**SUPPLIED TEXT**
But then the 'Prisoner Assistant' road, repackaged in 2014 as 'Lifetime Liberty Group,' suddenly and mysteriously seemed to come to an end, stranding hoards of productive prisoners in the process. 

What happened?

The biggest fear of prisoners who send their hard-to-come-by, often spartan, financial resources out to a company they hope will help them accomplish the task they have paid for is that something will happen to the company before their task is completed. It's a common problem, almost epidemic, where well-intentioned entrepreneurs, often family or friends of prisoners, set up shop offering prisoner assistant services, only to find out that offering such services to prisoners is far more challenging than well-intentions can accomodate. Prisoners therefore have justifiable trust issues with these companies that can take years to soften. Prisoner Assistant, although on the pricey side, survived those concerns of abandonment, becoming a trustworthy enterprise... until they disappeared overnight.

It all began to grind to a halt when owner Michael Benanti was re-arrested. At the end of 2014, as Prisoner Assistant was completing its transition to 'Lifetime Liberty Group,' Benanti was transitioning from a life of freedom to one that looked as if it might include a lot more bars. He was arrested under suspicion of breaking into a North Carolina car dealership with the intent to steal a car, which could have led to a substantial loss of freedom due to his federal record. In itself, this may not have resulted in the end of his prisoner assistance venture. However, newly arrested Benanti appeared to have a moment of panic.

According to recorded county jail phone records, a desperate Benanti got on the phone.

"I don't care what account you pull (money) from," he instructed his Prisoner Assistant second-in-command, referring to the Prisoner Assistant accounts. "You have to wire it. It has to get here now. I need to be bailed out as soon as humanly possible." 

He would go on to gain his freedom, according to a Knoxville News Sentinel expose, "thanks to a high-priced lawyer funded by inmate money." Charges dropped.

**INSTRUCTION A**
Output, word for word, the part of the Prisoner Assistant passage that opens with the words containing "But then the" and closes with "in the process.".
**INSTRUCTION B**
Write the next part of the Prisoner Assistant passage, picking up right after its final sentence.

**GIVEN RECORDS**
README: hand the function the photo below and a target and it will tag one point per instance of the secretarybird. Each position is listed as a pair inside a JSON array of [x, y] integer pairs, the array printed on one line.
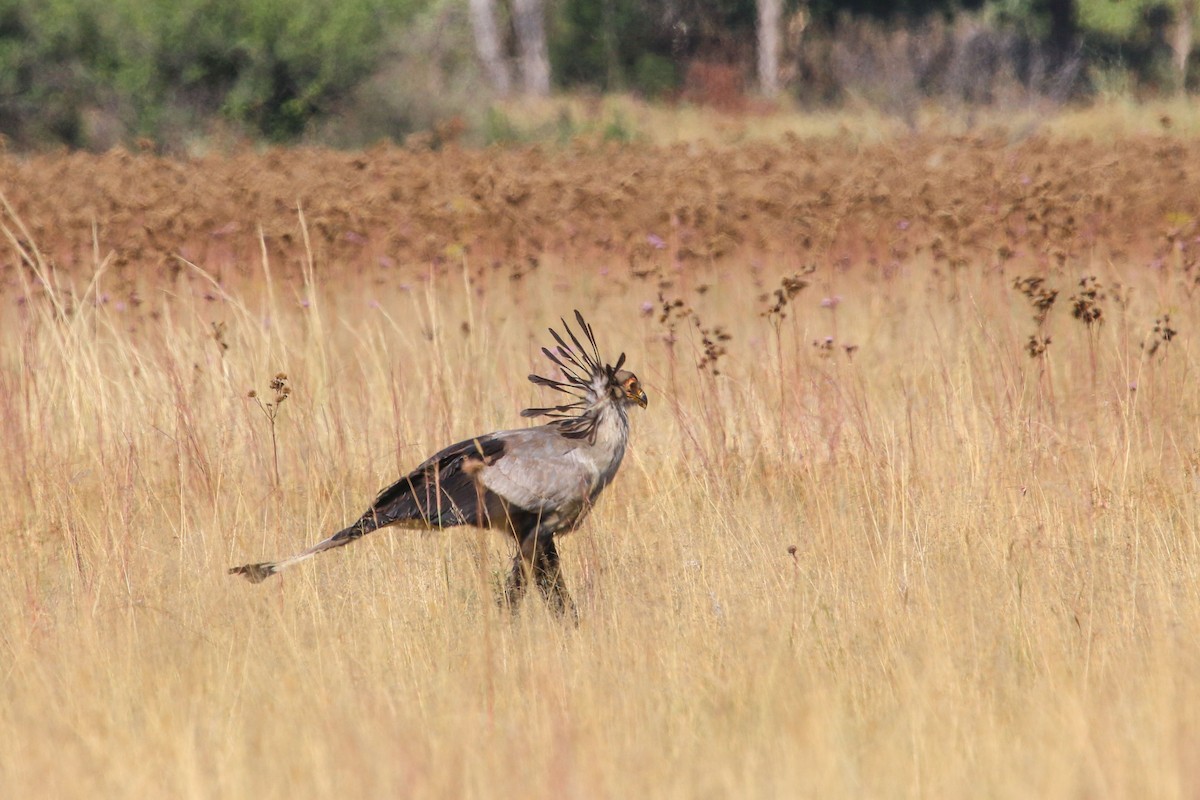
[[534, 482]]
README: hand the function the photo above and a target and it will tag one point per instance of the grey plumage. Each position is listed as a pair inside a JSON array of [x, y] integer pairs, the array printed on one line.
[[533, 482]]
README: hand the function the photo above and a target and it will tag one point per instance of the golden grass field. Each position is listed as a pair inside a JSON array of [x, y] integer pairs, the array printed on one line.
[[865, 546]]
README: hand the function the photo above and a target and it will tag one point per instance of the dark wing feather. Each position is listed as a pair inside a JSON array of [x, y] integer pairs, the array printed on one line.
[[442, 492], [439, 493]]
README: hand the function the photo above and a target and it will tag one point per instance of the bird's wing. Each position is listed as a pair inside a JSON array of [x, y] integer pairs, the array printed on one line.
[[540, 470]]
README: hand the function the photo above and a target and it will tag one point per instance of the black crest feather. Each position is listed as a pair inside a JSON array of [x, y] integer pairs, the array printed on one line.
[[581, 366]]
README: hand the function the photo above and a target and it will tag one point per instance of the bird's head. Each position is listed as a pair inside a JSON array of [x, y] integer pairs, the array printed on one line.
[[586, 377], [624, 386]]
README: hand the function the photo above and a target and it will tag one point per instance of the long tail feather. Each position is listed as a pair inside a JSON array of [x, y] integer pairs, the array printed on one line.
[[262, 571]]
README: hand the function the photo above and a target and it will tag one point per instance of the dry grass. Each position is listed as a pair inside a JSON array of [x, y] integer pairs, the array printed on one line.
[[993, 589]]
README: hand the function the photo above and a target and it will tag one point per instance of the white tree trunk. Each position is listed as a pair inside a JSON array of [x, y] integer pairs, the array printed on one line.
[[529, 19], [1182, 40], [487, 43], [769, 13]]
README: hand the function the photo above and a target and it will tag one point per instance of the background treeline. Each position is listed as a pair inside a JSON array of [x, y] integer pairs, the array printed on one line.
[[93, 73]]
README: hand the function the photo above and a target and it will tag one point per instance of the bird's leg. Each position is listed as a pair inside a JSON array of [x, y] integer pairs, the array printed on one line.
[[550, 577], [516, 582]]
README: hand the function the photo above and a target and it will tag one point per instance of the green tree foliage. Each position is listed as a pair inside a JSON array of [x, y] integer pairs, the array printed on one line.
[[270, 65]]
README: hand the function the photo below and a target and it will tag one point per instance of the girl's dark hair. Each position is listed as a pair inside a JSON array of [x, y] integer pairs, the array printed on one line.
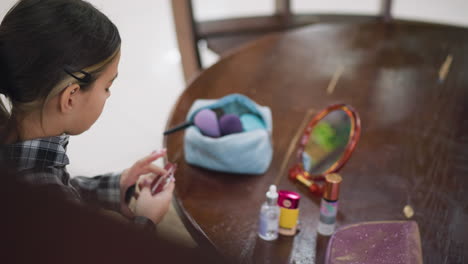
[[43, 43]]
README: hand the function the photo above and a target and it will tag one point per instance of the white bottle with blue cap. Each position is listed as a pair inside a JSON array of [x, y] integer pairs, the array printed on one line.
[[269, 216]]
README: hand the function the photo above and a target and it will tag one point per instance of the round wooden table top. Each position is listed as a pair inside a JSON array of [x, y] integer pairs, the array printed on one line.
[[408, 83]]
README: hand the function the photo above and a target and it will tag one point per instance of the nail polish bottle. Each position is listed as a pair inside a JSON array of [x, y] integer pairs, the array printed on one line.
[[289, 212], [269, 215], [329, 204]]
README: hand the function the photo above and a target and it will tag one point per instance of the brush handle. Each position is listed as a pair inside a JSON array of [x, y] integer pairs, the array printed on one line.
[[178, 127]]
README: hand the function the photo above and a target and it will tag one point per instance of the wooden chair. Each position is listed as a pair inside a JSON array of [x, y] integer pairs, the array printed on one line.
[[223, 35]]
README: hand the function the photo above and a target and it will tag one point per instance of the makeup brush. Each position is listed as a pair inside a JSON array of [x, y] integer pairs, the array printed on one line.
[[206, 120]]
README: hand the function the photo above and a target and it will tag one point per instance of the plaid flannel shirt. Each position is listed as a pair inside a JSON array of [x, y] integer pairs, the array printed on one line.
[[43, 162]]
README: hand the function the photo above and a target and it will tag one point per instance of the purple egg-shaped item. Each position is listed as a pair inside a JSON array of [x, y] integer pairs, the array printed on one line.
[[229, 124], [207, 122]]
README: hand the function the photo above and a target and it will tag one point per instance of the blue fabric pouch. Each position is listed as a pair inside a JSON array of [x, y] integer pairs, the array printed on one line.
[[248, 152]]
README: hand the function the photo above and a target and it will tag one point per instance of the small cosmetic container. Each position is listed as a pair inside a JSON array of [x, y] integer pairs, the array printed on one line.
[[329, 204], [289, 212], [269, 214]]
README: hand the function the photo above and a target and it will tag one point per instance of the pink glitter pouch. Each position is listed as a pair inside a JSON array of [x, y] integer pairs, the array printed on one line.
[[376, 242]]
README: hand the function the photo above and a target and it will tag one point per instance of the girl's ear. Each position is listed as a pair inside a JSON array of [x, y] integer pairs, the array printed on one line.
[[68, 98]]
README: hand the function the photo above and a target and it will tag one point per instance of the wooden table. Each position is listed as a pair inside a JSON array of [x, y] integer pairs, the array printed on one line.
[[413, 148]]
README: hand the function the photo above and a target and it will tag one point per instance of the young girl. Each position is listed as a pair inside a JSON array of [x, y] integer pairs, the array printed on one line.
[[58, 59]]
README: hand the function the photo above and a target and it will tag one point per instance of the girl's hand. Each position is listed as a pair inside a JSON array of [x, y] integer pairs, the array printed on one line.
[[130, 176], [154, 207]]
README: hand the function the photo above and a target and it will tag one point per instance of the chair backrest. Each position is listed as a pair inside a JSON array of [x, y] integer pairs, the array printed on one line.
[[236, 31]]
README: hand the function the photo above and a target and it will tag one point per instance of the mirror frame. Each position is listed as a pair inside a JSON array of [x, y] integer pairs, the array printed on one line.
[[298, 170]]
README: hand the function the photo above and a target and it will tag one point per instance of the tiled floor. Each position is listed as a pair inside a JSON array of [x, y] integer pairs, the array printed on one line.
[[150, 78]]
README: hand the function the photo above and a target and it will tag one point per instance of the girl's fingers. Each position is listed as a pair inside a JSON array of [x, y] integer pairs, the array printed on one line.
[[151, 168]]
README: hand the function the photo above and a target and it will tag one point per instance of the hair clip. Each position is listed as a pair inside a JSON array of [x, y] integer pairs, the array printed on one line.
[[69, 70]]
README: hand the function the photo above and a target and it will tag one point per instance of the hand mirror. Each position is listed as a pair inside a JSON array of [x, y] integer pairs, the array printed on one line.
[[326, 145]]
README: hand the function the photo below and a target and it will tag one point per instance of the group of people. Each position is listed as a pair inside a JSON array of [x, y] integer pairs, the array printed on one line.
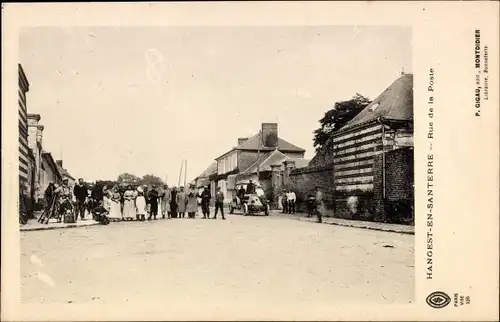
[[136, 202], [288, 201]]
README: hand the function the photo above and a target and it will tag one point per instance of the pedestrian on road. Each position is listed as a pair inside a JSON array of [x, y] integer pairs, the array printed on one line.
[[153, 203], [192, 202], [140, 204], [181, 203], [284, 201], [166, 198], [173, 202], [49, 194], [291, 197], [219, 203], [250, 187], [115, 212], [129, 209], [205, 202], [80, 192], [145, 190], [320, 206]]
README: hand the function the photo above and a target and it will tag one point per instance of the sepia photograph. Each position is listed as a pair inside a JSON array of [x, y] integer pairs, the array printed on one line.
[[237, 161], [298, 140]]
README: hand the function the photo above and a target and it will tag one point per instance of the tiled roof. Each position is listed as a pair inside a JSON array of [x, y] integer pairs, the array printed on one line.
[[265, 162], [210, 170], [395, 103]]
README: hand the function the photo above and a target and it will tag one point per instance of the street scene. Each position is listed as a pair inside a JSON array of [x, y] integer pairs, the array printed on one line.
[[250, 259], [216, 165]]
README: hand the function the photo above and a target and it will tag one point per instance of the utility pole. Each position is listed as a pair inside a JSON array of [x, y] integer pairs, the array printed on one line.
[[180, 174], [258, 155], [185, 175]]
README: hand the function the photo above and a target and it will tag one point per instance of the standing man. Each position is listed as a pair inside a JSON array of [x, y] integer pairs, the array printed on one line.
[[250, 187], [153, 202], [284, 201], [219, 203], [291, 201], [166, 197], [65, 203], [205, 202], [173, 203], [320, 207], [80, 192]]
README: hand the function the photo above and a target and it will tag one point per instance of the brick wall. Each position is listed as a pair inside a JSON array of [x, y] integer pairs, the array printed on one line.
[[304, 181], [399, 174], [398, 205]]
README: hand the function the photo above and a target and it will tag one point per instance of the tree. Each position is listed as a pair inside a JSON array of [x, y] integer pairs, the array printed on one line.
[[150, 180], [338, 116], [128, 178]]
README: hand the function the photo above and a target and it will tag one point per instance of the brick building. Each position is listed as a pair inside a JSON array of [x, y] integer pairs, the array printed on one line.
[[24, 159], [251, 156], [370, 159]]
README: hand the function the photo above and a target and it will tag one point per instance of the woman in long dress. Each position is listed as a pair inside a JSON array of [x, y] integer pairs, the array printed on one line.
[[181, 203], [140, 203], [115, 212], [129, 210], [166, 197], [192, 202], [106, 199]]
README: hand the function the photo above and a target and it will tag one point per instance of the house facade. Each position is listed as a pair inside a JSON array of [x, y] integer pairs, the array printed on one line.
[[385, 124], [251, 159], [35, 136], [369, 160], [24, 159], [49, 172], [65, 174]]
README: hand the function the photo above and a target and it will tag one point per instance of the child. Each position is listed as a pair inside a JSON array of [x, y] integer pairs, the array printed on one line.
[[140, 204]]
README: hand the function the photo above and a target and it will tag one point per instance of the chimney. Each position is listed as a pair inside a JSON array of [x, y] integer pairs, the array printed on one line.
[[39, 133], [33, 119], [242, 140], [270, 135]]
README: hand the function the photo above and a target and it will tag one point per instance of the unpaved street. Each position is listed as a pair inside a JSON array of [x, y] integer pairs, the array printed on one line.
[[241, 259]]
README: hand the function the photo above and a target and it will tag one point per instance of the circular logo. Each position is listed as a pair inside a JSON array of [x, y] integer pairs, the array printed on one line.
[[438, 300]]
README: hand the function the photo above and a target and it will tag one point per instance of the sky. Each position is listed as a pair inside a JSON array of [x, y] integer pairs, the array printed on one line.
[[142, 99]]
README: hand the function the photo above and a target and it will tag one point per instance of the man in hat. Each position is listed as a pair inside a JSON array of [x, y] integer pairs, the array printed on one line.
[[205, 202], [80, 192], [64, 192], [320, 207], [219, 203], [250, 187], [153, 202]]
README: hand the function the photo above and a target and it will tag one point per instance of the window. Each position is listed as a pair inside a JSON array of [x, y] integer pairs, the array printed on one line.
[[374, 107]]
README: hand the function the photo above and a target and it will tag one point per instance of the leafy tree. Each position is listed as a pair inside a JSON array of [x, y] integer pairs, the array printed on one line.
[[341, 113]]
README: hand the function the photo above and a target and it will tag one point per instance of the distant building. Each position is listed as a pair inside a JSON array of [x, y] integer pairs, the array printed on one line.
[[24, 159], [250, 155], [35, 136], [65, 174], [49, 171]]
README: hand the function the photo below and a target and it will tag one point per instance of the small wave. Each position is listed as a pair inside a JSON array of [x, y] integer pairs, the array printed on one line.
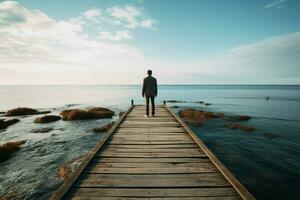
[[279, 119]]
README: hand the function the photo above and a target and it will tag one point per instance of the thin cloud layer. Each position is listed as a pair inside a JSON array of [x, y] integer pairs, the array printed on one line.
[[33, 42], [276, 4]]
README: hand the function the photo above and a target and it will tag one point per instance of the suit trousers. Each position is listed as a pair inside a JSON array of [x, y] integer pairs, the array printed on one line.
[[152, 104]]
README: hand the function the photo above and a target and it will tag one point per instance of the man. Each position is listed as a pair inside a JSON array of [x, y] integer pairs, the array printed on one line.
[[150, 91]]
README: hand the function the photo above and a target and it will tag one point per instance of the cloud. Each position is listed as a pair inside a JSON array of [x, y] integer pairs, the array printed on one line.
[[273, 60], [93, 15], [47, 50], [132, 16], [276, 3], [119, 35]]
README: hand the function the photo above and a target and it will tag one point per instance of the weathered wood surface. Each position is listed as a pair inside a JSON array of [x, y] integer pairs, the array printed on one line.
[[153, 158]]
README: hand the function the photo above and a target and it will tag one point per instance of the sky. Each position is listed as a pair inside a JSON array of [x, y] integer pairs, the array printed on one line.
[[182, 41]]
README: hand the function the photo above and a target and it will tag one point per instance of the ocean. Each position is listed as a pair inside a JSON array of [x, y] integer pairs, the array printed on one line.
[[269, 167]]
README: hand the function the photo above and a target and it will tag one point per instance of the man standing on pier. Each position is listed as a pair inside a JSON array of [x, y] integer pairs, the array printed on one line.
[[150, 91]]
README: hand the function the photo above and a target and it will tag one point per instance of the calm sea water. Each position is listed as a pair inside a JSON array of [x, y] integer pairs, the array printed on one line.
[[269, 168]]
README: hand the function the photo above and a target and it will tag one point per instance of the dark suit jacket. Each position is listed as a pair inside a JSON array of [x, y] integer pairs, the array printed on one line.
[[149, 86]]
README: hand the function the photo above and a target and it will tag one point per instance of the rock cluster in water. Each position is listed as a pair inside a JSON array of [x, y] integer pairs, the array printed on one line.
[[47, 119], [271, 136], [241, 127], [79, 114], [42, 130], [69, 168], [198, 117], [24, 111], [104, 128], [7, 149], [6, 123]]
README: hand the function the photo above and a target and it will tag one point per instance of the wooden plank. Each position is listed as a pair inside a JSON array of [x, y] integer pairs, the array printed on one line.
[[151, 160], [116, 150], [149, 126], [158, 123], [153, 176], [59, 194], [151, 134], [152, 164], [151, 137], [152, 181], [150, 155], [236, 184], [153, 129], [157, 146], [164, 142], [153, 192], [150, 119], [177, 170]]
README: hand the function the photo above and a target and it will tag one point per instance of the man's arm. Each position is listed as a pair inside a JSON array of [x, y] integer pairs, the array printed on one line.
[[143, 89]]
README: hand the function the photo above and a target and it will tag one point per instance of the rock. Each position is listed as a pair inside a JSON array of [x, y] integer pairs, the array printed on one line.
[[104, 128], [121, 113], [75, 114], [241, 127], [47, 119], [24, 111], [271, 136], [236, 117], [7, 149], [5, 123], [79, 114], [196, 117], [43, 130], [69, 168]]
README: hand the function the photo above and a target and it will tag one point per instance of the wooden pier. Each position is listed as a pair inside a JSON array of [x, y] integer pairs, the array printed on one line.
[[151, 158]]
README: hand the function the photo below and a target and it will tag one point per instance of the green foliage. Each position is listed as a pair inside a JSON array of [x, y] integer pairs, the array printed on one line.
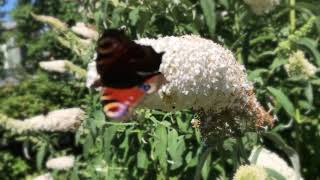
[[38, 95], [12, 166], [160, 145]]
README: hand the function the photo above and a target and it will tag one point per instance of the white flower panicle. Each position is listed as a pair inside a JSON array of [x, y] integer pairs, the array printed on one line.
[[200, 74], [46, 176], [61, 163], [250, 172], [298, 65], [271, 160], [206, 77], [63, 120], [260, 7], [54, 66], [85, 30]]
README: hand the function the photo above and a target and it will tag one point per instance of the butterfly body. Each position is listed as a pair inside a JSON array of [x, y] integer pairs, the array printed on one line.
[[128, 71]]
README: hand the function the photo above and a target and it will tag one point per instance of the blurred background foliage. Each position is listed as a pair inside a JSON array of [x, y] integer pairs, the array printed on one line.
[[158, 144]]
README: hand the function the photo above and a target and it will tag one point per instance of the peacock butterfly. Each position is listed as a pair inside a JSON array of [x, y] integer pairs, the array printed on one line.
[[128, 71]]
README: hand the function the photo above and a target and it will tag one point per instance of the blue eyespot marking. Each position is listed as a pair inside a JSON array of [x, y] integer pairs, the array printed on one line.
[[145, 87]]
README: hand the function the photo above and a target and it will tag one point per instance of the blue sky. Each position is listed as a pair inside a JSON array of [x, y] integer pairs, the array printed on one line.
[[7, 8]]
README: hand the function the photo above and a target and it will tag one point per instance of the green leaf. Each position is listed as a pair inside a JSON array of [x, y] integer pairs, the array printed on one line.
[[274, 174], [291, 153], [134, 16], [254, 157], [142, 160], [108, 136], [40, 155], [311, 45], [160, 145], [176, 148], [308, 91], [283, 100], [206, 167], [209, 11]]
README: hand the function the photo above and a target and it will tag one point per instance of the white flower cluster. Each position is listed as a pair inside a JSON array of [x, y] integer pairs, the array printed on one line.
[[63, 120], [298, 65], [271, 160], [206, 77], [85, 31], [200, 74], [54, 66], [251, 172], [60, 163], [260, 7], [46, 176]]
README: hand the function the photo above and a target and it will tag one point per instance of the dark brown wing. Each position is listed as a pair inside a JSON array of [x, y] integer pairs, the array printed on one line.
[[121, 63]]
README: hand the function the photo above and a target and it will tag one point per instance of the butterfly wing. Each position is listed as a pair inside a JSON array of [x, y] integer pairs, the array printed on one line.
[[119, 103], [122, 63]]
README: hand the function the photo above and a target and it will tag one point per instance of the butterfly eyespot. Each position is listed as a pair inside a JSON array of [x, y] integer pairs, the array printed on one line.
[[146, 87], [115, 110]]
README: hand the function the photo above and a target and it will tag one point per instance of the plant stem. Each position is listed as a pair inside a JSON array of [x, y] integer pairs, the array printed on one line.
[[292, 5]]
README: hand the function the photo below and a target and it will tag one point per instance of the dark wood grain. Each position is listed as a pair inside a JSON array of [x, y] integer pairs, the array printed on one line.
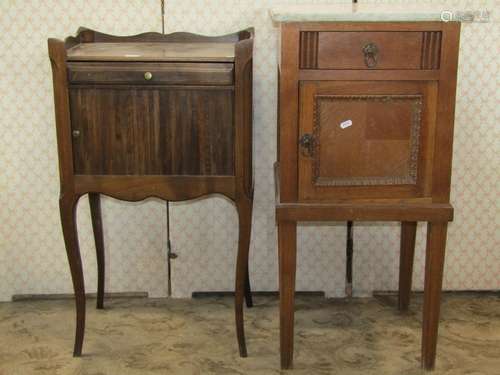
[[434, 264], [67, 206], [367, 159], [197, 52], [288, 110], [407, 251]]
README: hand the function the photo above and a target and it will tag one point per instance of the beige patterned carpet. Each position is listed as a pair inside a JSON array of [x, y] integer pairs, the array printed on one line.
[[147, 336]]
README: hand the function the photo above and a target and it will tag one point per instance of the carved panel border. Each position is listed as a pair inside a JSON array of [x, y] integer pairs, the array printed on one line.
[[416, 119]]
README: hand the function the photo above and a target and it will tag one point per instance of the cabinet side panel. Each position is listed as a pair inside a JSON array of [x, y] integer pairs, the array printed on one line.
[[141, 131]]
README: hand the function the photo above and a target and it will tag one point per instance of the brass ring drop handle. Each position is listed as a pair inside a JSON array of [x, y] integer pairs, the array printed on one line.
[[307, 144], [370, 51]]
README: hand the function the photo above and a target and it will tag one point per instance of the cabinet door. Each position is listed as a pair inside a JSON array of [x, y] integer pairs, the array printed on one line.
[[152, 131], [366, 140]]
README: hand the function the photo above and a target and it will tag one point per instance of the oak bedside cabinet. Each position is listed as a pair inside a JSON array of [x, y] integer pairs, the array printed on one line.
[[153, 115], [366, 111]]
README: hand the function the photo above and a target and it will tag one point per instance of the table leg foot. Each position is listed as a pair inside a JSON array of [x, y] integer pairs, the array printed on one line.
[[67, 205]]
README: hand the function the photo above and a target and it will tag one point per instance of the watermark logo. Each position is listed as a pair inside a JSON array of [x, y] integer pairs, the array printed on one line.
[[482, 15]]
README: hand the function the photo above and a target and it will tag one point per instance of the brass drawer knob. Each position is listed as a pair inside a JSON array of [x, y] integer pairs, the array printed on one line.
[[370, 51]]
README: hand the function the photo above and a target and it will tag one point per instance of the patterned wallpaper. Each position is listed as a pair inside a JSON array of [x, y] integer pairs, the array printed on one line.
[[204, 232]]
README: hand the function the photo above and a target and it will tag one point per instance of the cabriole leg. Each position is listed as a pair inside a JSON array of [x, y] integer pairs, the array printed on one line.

**RIGHT ANSWER A**
But then the 'Prisoner Assistant' road, repackaged in 2014 as 'Lifetime Liberty Group,' suddenly and mysteriously seemed to come to an end, stranding hoards of productive prisoners in the process.

**RIGHT ANSWER B**
But this illegal indescretion would not be noticed for most of a year, and as would soon be discovered, it was nowhere near the most heinous nor dramatic part of the end story of Prisoner Assistant. The next nine months, according to the FBI, would include the kidnapping and terrorization of families, extortion plots, and potentially murder. It would result in Benanti behind bars again, maybe for good.

This past November, while awaiting trial, Benanti may have sealed the fate of his company in another phone call from jail.

"I want you to take all the money from all the accounts and put it into my personal account. That's my directive... client services stops until this is over. All the direct deposits, just move them out. I need the best lawyer there is."

The FBI warnings on the companies website evoke a prisoner-clients worst fears of abandonment, and most likely reinstill the paranoia that no one can be trusted. It is likely that any prisoners with funds in Prisoner Assistant/Lifetime Liberty Group accounts will never see their money again. 

Fortunately, quality companies, ones who are truly there to help prisoners, exist. Unfortunately, it appears to be a gamble for prisoners who must hold there breath until each paid-for task is done. 

Prison Lives is working hard to change that perception, one order at a time.